§ REQUIRED WORK:
Below are some records. Pull every line that contains the word "wall".

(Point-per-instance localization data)
————————

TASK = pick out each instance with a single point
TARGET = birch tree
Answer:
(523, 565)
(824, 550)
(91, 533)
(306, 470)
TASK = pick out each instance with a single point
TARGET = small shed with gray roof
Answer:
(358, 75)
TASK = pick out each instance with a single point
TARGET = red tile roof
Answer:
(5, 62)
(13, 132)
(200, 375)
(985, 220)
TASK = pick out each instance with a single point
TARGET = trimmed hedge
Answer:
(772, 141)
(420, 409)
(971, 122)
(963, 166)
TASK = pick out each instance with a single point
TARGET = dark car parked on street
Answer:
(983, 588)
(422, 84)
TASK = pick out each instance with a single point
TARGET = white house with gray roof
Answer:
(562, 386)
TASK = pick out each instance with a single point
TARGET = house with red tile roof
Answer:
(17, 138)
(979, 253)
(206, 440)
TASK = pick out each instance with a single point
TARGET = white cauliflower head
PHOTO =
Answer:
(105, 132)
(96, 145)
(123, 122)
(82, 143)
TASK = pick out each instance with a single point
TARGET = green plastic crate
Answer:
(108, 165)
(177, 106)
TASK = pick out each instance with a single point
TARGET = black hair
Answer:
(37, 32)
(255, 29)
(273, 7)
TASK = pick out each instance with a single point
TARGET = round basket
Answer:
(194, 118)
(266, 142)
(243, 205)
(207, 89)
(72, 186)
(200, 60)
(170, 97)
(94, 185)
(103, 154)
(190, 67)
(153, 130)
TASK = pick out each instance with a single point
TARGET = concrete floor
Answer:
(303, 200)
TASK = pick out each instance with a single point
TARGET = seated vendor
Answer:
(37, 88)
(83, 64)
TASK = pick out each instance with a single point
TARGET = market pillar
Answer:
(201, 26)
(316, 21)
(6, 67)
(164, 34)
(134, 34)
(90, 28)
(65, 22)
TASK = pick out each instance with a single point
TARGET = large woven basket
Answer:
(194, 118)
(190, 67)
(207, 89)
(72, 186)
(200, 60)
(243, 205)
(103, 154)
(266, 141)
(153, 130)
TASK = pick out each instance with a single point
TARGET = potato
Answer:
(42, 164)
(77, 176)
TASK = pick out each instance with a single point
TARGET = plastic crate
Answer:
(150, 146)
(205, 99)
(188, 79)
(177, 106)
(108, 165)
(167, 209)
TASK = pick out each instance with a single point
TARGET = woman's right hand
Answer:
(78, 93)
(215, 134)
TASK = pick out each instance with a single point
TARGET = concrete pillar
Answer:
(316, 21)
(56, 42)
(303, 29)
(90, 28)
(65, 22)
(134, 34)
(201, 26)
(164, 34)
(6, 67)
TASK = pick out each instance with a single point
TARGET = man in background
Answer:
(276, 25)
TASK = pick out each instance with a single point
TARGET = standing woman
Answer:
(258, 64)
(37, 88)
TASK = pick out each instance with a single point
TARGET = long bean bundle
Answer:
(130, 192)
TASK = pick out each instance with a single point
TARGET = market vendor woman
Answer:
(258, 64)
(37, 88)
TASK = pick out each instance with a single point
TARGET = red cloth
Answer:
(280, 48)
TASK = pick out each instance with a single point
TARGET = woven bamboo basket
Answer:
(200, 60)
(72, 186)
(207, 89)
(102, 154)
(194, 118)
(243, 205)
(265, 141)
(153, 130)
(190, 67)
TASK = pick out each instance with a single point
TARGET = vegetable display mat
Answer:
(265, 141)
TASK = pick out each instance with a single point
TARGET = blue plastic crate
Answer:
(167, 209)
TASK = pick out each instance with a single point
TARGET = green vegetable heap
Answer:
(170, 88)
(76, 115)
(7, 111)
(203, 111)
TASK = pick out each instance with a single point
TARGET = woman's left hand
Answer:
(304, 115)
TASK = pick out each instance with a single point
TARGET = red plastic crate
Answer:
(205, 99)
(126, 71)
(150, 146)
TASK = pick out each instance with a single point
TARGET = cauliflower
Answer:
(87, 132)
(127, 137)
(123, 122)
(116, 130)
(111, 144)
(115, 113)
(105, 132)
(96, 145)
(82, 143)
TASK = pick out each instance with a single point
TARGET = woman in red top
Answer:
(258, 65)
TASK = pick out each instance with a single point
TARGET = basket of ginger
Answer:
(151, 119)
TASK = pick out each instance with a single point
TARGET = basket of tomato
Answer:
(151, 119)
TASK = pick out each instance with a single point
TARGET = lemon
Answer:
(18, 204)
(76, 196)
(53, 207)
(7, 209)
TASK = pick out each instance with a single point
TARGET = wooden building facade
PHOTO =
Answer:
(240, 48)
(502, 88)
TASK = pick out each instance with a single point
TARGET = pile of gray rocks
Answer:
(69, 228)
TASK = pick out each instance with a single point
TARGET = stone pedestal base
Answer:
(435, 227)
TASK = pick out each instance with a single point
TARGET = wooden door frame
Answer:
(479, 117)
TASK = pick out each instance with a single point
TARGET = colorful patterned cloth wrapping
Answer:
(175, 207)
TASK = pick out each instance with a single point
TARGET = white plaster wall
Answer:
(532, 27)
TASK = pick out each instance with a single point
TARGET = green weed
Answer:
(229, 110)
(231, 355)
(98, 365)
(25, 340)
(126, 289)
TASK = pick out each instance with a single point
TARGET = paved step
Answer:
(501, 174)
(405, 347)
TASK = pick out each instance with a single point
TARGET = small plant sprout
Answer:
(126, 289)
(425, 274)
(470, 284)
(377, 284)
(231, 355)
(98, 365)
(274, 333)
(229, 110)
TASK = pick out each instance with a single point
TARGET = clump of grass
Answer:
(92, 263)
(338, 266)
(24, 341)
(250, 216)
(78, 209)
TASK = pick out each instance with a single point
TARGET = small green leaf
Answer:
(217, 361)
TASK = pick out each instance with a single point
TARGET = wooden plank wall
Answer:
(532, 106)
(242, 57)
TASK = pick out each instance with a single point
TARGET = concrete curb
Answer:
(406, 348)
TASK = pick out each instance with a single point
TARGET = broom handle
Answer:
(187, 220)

————————

§ WRITTEN RESPONSE:
TARGET = white plaster wall
TARGET = wooden plank wall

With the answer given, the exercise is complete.